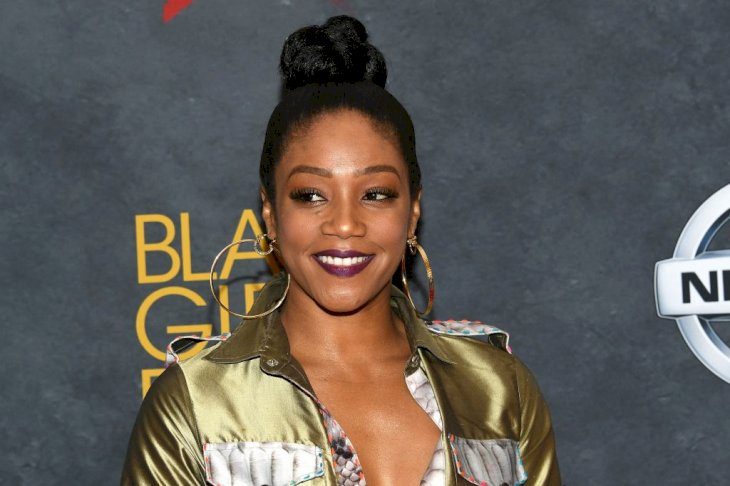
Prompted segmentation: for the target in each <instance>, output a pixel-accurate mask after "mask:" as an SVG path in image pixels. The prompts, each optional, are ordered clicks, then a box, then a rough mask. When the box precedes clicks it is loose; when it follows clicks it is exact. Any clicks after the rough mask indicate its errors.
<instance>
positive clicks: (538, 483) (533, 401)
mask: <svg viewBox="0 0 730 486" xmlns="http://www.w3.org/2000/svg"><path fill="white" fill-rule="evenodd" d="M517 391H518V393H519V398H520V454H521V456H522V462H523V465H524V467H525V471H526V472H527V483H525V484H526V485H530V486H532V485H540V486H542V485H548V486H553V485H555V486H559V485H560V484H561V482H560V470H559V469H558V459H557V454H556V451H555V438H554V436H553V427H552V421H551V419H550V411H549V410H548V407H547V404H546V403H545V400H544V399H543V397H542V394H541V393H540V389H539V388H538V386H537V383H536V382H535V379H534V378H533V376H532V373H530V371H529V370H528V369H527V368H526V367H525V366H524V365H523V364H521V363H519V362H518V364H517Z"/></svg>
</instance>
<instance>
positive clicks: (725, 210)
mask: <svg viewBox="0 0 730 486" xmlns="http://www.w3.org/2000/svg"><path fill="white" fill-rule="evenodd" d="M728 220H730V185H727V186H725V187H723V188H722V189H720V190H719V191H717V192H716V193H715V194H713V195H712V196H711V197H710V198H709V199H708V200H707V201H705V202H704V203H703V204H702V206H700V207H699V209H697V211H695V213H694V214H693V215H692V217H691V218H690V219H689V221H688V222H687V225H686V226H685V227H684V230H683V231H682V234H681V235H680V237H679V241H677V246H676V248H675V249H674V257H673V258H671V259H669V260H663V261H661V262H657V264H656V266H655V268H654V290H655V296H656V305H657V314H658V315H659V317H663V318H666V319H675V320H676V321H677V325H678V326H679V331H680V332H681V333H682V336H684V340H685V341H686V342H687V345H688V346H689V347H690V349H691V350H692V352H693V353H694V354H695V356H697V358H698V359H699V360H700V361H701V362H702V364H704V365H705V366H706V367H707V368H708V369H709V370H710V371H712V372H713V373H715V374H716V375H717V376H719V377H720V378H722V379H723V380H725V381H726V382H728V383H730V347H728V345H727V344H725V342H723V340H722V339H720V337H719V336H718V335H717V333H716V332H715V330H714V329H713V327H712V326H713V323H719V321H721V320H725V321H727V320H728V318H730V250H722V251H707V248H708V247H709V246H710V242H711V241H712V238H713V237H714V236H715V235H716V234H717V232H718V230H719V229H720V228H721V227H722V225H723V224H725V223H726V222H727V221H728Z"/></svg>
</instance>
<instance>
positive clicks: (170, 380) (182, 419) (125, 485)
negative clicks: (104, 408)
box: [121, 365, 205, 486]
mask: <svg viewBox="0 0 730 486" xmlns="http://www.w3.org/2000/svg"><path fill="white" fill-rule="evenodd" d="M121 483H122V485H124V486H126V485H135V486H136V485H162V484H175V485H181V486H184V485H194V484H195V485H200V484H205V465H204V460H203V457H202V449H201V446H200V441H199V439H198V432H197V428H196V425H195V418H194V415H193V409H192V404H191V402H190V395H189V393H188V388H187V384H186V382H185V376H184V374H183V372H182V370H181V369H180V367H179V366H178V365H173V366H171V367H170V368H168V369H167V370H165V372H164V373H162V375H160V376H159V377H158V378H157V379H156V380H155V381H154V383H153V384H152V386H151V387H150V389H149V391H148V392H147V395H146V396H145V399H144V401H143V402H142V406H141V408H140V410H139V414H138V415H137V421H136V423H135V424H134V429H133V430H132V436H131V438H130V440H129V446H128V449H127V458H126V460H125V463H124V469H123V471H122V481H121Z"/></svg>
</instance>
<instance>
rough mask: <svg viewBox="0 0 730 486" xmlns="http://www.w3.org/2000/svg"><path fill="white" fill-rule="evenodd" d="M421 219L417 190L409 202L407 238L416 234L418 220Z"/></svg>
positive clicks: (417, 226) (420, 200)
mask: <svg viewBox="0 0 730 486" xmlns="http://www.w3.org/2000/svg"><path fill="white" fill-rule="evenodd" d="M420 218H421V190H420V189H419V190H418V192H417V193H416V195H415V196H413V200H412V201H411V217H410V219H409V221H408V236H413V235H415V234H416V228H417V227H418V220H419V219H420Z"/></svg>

---

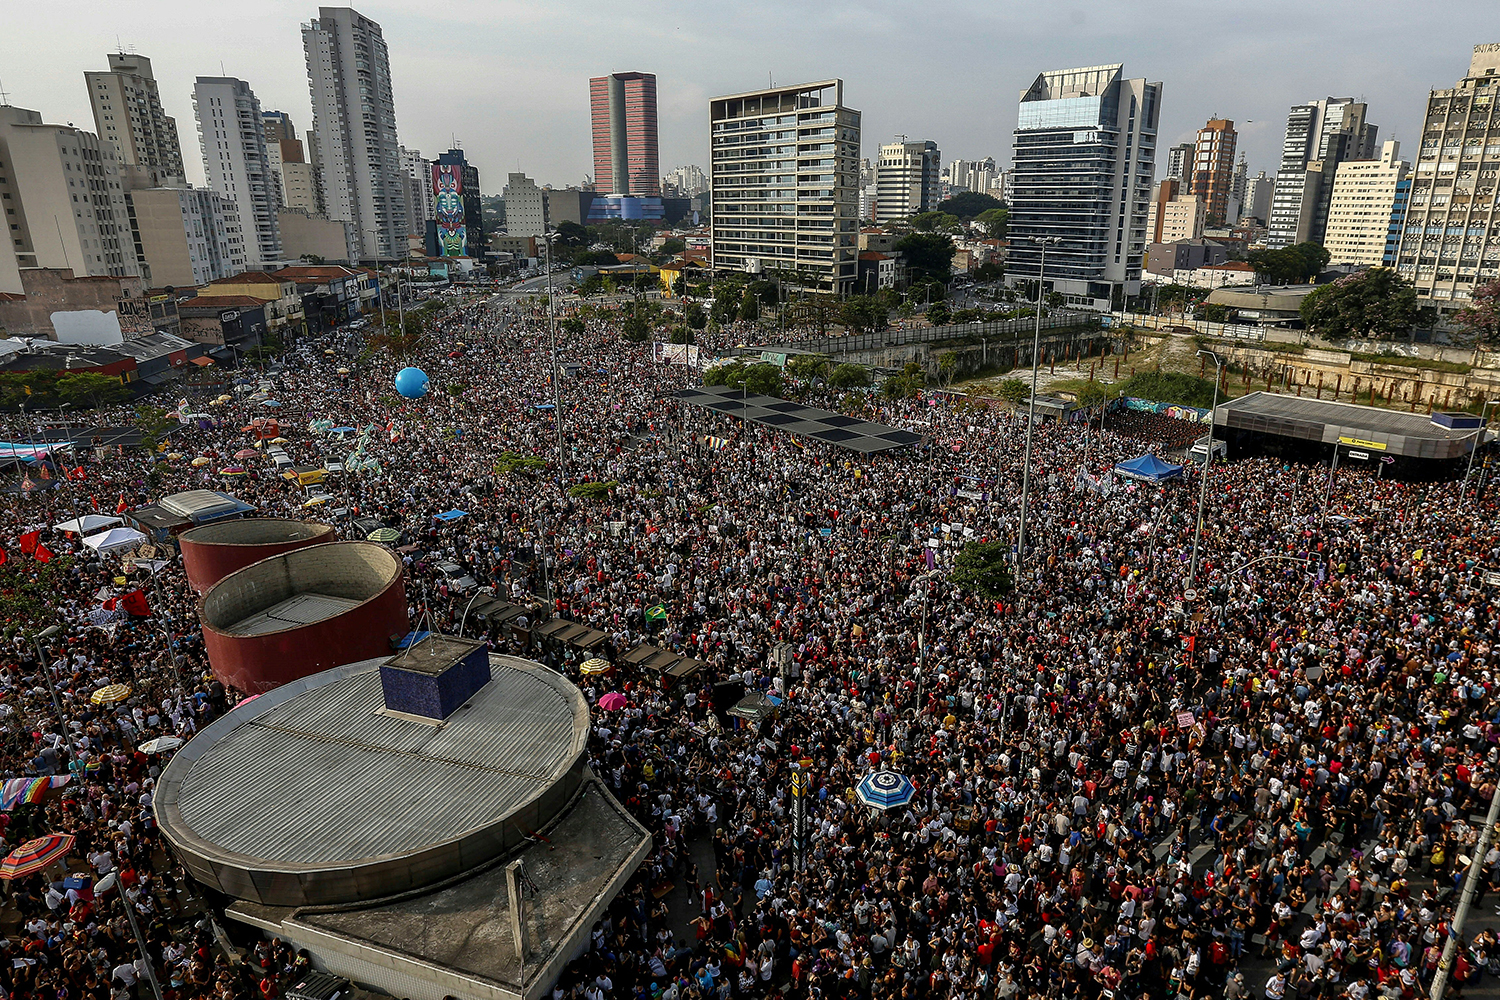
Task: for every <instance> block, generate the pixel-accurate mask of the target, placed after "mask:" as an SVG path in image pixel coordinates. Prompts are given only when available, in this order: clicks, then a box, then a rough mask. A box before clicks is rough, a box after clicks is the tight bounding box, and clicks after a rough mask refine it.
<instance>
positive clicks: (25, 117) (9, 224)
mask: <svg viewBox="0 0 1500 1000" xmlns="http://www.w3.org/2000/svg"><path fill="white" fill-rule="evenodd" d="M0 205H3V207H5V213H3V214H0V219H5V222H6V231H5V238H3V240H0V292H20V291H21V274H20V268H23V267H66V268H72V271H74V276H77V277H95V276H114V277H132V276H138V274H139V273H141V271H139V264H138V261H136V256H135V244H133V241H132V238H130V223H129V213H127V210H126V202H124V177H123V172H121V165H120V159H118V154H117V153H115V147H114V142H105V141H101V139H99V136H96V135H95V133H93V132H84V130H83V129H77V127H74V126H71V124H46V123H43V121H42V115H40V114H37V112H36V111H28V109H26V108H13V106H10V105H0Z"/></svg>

**DIRECTIVE**
Copy each line of the rows above that contains the string "accurate", treating uppercase and lowercase as different.

**RESPONSE TO THE EXERCISE**
Prompted segmentation: for the target in each <instance>, output a pixel-accurate mask after "mask:" as an SVG path in image pixels. The prompts, each optional, are ordered clicks, then a box, then a rough mask. When the box precedes clicks it is loose; when it follows clicks it is exact. Any clicks after the rough mask indicate its errors.
Task: for every <instance> block, generate the pixel-accurate mask of the target, placed after "mask:" as an SVG path in image pixel coordinates. Prompts are given only when available, in this order: clicks, then a box, then a rough mask. A box before clicks is rough, a box after clicks is the tight bounding box, and clicks after a rough mask refine it.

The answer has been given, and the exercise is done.